• Work task: Send back all the data below, exactly as given.

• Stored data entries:
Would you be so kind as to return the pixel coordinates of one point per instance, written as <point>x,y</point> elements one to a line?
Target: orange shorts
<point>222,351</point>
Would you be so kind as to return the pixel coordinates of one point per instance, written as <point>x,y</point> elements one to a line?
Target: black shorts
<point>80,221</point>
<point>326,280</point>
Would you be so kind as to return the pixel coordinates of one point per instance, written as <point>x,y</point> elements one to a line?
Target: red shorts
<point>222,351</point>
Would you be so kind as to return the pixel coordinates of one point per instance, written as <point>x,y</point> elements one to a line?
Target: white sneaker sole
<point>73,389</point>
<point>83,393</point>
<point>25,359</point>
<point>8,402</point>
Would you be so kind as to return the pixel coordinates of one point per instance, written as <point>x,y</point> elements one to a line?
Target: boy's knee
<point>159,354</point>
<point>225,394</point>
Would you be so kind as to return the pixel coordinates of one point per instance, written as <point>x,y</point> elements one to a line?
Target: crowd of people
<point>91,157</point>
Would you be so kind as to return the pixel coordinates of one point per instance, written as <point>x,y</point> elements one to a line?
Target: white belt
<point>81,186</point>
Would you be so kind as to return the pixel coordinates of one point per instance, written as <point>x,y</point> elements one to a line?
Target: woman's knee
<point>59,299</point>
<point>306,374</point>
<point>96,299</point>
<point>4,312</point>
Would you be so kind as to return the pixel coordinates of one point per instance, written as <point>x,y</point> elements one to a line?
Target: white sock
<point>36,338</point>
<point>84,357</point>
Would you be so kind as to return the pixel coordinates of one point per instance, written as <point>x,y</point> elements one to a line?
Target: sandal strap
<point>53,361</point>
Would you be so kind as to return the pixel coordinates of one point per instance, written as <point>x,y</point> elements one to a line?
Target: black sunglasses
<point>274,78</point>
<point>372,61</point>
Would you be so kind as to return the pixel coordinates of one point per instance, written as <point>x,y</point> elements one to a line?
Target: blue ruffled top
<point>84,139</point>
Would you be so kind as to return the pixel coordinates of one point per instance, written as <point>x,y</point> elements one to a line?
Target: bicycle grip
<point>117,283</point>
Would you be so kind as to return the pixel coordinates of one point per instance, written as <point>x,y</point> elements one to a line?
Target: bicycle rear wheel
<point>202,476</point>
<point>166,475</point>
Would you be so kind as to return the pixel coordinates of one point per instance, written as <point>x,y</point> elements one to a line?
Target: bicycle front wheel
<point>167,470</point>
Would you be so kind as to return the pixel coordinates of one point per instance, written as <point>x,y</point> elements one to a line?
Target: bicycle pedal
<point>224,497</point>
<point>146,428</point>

• Result for this exercise:
Would you be so kind as to return the pixel coordinates of one point per instance, written as <point>x,y</point> elements one to a line?
Target: orange shorts
<point>222,351</point>
Would you be so kind as to return the pixel coordinates of one point per instance, written as <point>x,y</point> elements one to a line?
Target: black shorts
<point>80,221</point>
<point>326,280</point>
Would you be so kind as to return the pixel coordinates of one point per instance, written as <point>x,y</point> elements one to a line?
Target: red shorts
<point>222,351</point>
Would you be so kind as to return the pixel coordinates of one point per instance, written as <point>x,y</point> elements one to a line?
Target: white sneaker sole
<point>73,389</point>
<point>83,393</point>
<point>25,359</point>
<point>8,402</point>
Would you be so kind as to return the pixel coordinates of one point per instance, written as <point>x,y</point> elements one to a line?
Target: boy's knee
<point>159,354</point>
<point>225,394</point>
Would you be so kind as to return the pixel coordinates of one point per instance, written as <point>x,y</point> elements one to a line?
Target: crowd of people
<point>91,157</point>
Would you be so kind as to return the pixel coordinates of one point per instance, written as <point>x,y</point> elements one to a line?
Target: white belt
<point>81,186</point>
Would you be so kind as to return the pixel coordinates of one point per instance, written as <point>x,y</point> elements one to a line?
Target: woman's knee
<point>59,299</point>
<point>306,374</point>
<point>96,299</point>
<point>4,312</point>
Would you be so kind as to return the pixel coordinates of one point per instance, written as <point>x,y</point> elements one to a line?
Target: white sock
<point>36,338</point>
<point>84,357</point>
Would you be so kind as to return the pixel coordinates of one point per instance, written as <point>x,y</point> elements one to a line?
Target: sandal strap
<point>53,361</point>
Would you be so kind as to return the pixel coordinates of one point per instance, written as <point>x,y</point> elements one to a line?
Target: black sunglasses
<point>274,78</point>
<point>372,61</point>
Would you be so kind as to return the pixel coordinates of one point per instance, written as <point>x,y</point> elements one to a line?
Target: blue ruffled top
<point>84,139</point>
Would you be so kind as to return the pixel coordinates of one point per instance, written as <point>x,y</point> elements one to a line?
Target: bicycle grip
<point>117,283</point>
Would you be so kind as to return the pixel coordinates of one point per instance, written as <point>x,y</point> elements one to a line?
Target: bicycle rear wheel
<point>202,476</point>
<point>166,475</point>
Would you be so kind as to return the pixel coordinates of one point per instance, written as <point>x,y</point> elements one to a line?
Target: bicycle front wheel
<point>167,470</point>
Would you be so kind as to return the pixel coordinates of one point per instance, written as <point>x,y</point> elements one to a line?
Target: bicycle pedal
<point>224,497</point>
<point>146,428</point>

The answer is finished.